____ Provided material
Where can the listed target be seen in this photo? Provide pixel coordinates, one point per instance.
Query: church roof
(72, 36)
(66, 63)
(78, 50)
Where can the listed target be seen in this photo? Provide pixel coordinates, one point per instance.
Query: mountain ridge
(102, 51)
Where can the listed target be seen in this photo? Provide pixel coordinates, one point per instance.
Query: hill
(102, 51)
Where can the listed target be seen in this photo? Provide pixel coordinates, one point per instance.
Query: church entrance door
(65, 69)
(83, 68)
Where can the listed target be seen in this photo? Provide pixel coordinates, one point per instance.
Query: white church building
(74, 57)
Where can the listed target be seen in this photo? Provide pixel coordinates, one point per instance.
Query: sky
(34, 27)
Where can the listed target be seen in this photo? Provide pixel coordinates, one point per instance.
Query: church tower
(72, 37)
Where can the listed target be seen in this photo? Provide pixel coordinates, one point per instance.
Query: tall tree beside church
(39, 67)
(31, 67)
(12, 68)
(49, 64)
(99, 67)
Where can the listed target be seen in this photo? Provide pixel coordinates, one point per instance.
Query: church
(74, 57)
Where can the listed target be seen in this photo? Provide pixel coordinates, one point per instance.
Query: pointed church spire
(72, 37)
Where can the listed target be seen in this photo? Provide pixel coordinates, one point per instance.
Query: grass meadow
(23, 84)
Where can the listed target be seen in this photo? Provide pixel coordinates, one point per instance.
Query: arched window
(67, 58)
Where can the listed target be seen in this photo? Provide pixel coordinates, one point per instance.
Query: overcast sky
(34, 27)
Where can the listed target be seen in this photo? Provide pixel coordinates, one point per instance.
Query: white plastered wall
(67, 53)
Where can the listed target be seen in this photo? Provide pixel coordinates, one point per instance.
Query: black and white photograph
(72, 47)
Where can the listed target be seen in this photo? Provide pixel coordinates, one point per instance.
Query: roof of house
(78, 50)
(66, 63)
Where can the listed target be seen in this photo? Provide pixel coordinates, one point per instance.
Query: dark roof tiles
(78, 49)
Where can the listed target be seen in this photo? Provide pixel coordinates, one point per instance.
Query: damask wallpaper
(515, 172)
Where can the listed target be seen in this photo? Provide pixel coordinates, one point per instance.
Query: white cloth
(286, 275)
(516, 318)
________
**Work to complete:**
Each of the lines above must appear again, unchanged.

**The completed task:**
Where can the listed target be seen in this photo? Provide pixel coordinates, one point per instance.
Query: church roof
(72, 36)
(66, 63)
(78, 50)
Where can the listed target be seen in this photo? Provide pixel coordinates, one point per instance.
Query: mountain ridge
(102, 51)
Where can the listed target be seen in this photo? Provide pixel coordinates, one point per instance.
Query: hill
(102, 51)
Where can the listed target be seen in this photo? Provide pixel coordinates, one point per instance.
Query: church entrance door
(65, 69)
(83, 68)
Where can the listed target be seen in this photo? Provide pixel coordinates, one point per instance.
Query: white church building
(74, 57)
Where can the listed target be seen in this photo? Provide pixel coordinates, one point per instance.
Query: sky
(34, 27)
Where can the listed target be seen in this photo? Provide pixel coordinates, one point per instance.
Query: church tower
(72, 37)
Where can the listed target be seen in this photo? Provide pixel coordinates, one point per instance.
Query: tall tree beside church
(39, 67)
(31, 67)
(12, 68)
(49, 64)
(99, 67)
Where can the listed target be seen in this photo? Provide pixel coordinates, one point per instance.
Query: church
(74, 57)
Where can the listed target be seen in this photo? Provide pixel coordinates, one point per instance.
Query: pointed church spire
(72, 37)
Where can the listed target be seen in this photo? Provide pixel coordinates, one point per instance.
Query: grass meadow
(23, 84)
Where can the listed target be seen in this photo? Provide pixel coordinates, one point per instance.
Query: arched window
(67, 58)
Where can the listed target be seen in this photo? Provide pixel coordinates, one point per instance.
Query: overcast sky
(34, 27)
Where can the listed target be seen in this photo? Provide pixel coordinates, one point per instance.
Query: white plastered wall
(67, 53)
Where can the listed target be seen in this photo? Provide pixel coordinates, one point per instance.
Query: black and white photograph
(72, 47)
Where can the listed target be seen in this photo? Provide pixel coordinates, one point per instance.
Query: roof of house
(78, 50)
(66, 63)
Where can the listed target be seen in this photo? Provide pixel coordinates, one point per instance.
Query: dark roof tiles
(78, 49)
Where can the listed target be seen in this photo? Provide pixel coordinates, one point per instance.
Query: damask wallpaper
(515, 172)
Where can the listed target be seen in this photo? Provide pixel coordinates, one point per instance.
Query: white cloth
(286, 275)
(516, 318)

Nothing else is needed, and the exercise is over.